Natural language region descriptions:
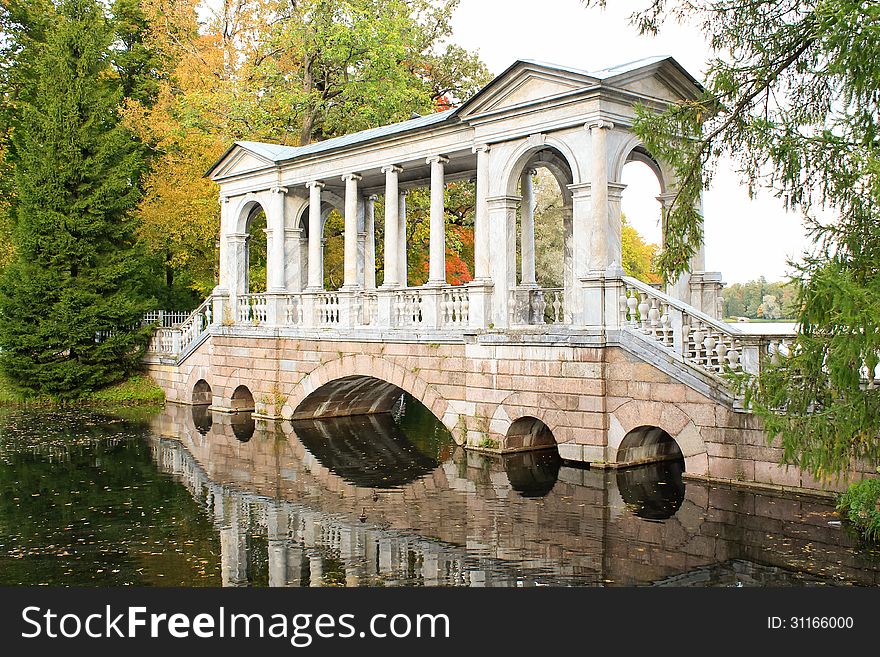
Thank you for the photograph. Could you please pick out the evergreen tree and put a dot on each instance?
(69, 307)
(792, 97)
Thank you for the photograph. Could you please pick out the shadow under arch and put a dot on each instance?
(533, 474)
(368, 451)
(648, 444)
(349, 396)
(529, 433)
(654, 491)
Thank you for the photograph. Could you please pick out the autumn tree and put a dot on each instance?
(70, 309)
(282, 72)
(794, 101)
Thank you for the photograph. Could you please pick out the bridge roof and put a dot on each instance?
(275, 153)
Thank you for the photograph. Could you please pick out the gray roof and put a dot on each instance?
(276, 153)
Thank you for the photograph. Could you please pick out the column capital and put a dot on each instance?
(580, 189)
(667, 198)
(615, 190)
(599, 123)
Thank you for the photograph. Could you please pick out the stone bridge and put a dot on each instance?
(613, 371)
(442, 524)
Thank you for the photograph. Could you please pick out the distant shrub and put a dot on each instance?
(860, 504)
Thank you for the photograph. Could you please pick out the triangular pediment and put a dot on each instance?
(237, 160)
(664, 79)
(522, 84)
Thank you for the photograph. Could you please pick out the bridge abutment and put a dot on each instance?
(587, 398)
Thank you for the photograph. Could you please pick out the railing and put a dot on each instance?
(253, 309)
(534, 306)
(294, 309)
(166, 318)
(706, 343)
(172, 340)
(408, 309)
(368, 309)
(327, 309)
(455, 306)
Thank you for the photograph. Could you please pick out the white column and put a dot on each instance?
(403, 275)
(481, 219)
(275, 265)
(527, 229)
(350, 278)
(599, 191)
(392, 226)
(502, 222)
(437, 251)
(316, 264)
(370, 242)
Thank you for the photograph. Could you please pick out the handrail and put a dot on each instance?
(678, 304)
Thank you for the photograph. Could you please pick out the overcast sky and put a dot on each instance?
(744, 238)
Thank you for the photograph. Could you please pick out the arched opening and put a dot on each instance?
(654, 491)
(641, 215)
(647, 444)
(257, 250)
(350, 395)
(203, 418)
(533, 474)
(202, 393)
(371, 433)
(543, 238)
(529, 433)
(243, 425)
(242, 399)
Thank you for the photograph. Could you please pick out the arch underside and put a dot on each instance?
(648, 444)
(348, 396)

- [TASK INSTRUCTIONS]:
Print all of the data exactly, and do not carry over any pictures.

- [SOLUTION BELOW]:
Thank you for the photograph. Could you please pick out the evergreen tree and put a dot on each instance?
(69, 307)
(792, 97)
Thank you for the photograph. Could you please pick out the shadow under arch and put a dot on each instance?
(533, 474)
(368, 451)
(648, 444)
(349, 396)
(529, 433)
(654, 491)
Thank you for the photograph. Could you please pick out the autumn tree and put a dot on each instance?
(70, 309)
(282, 72)
(794, 101)
Thank you for the photograph. Could you please pick out the bridge roof and put a dot on each instance?
(275, 153)
Thank you for the photograph. Could you please pick out the gray roof and put a dot on each instance?
(276, 153)
Thank you for the photograph. Could you please pick out the column capital and put a dot on each instance?
(580, 189)
(667, 198)
(615, 190)
(599, 123)
Thank you for the photograph. Could you please pick out the stone bridge and put a dot on each instance?
(613, 371)
(442, 524)
Thank you for the photograph. Could you please pick out the distant shrub and put a dot on each instance?
(860, 504)
Thank you for the photograph. Could you please pick out the triangular pediment and put a dot on each instance?
(237, 160)
(664, 79)
(522, 84)
Thank you for the photograph. Could you please pick out the bridge abutment and put a dot on each instance?
(587, 398)
Thank you for the photograph. Could you please pick out the railing and put a dot on each instance?
(253, 309)
(534, 306)
(294, 309)
(166, 318)
(706, 343)
(172, 340)
(408, 309)
(368, 309)
(327, 309)
(455, 306)
Thank you for the photograph. Could you please pick out the white column and put a dot on each instance?
(403, 275)
(481, 219)
(275, 265)
(527, 229)
(350, 278)
(599, 191)
(392, 226)
(502, 222)
(437, 251)
(316, 264)
(370, 242)
Thank you for the photograph. Could you please pick out the handrail and put a dot on each instance?
(678, 304)
Thank you for the photograph. Could you please pick out the overcast sky and put a dot on each instance?
(744, 238)
Thank you for the photograph. Could you please pick out the arched opening and put a dot on each instance?
(654, 491)
(641, 215)
(647, 444)
(257, 250)
(350, 395)
(203, 418)
(533, 474)
(202, 393)
(371, 433)
(543, 238)
(529, 433)
(243, 425)
(242, 399)
Thank you for the photograph. Could you please pick out the arch underside and put a dot on each instance?
(648, 444)
(348, 396)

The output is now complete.